#### [Task statement]
Reproduce the material below, from the line containing "Q: Where is the wooden" down to the line containing "[705,39,834,76]", including both of those lines. Omit the pictures from your copy.

— Begin Supplied material —

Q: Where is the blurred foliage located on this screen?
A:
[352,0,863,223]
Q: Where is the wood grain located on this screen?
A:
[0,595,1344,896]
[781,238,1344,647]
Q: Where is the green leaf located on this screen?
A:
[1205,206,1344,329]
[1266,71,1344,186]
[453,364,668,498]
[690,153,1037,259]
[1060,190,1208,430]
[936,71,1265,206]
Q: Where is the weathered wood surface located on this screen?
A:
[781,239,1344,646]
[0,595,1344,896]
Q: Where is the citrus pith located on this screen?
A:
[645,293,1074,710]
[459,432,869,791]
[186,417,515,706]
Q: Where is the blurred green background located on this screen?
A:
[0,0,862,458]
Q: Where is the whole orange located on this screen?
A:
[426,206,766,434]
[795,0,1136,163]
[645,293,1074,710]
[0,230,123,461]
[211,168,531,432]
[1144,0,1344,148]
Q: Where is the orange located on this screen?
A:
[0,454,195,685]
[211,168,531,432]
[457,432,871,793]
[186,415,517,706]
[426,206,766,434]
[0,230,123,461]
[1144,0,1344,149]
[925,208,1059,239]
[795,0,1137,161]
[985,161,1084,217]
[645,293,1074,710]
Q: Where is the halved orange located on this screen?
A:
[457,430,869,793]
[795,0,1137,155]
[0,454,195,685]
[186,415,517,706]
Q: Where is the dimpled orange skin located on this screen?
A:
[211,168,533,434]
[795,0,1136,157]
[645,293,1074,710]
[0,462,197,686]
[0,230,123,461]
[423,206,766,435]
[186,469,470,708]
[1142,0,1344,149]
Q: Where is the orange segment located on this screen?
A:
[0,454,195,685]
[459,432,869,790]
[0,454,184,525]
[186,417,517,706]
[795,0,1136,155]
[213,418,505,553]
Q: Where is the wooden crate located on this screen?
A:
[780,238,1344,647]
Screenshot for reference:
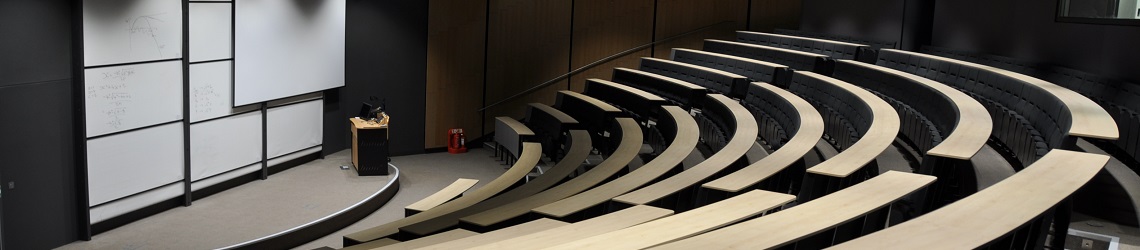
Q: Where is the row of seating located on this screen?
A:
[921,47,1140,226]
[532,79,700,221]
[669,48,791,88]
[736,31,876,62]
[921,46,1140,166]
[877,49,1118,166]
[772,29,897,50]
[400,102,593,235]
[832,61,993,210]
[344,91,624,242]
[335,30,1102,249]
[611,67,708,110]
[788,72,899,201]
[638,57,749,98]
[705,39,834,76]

— End Supplied material —
— Begin Supplied material —

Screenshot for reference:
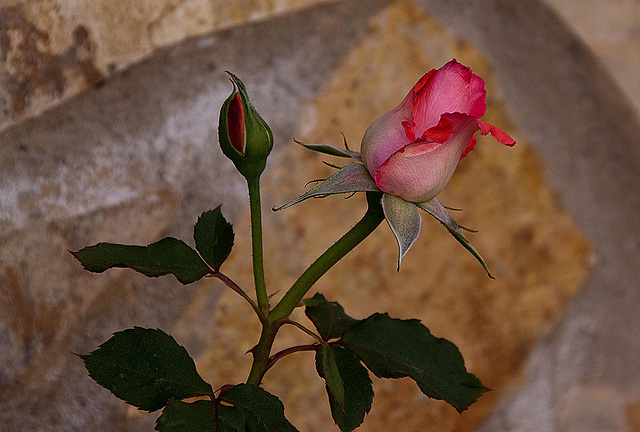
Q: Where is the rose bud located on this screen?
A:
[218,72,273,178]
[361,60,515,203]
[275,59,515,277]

— End Supplied material —
— Begin Supplied material —

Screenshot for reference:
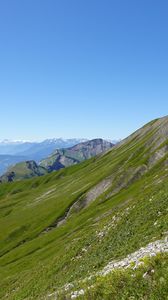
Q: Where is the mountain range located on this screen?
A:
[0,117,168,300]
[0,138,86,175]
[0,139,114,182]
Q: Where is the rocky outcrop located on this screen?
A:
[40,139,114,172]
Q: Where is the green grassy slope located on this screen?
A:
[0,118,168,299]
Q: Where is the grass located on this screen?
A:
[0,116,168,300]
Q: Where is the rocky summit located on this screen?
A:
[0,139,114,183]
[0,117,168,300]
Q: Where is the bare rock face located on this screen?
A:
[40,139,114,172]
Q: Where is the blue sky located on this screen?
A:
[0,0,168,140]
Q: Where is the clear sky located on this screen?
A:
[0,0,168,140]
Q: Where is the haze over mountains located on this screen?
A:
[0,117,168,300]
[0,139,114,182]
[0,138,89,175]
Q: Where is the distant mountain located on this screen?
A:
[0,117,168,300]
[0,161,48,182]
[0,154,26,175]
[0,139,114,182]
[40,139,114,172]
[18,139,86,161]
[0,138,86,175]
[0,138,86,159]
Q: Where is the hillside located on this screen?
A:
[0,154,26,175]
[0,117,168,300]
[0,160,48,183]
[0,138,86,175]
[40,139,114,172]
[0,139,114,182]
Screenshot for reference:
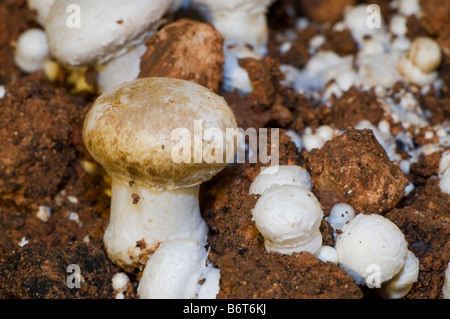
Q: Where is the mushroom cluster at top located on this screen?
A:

— End Supplied material —

#### [Reply to the task]
Q: Where is the wooden crate located on this screen?
A:
[780,238,1344,647]
Screenshot for reference:
Q: Where is the row of seating located on this screen?
A:
[921,47,1140,226]
[532,79,700,221]
[669,48,791,88]
[736,31,876,62]
[921,46,1140,166]
[877,49,1118,166]
[772,29,897,50]
[400,102,593,235]
[832,61,993,210]
[344,91,624,242]
[335,30,1102,249]
[611,67,708,110]
[788,72,899,201]
[638,57,749,98]
[705,39,834,76]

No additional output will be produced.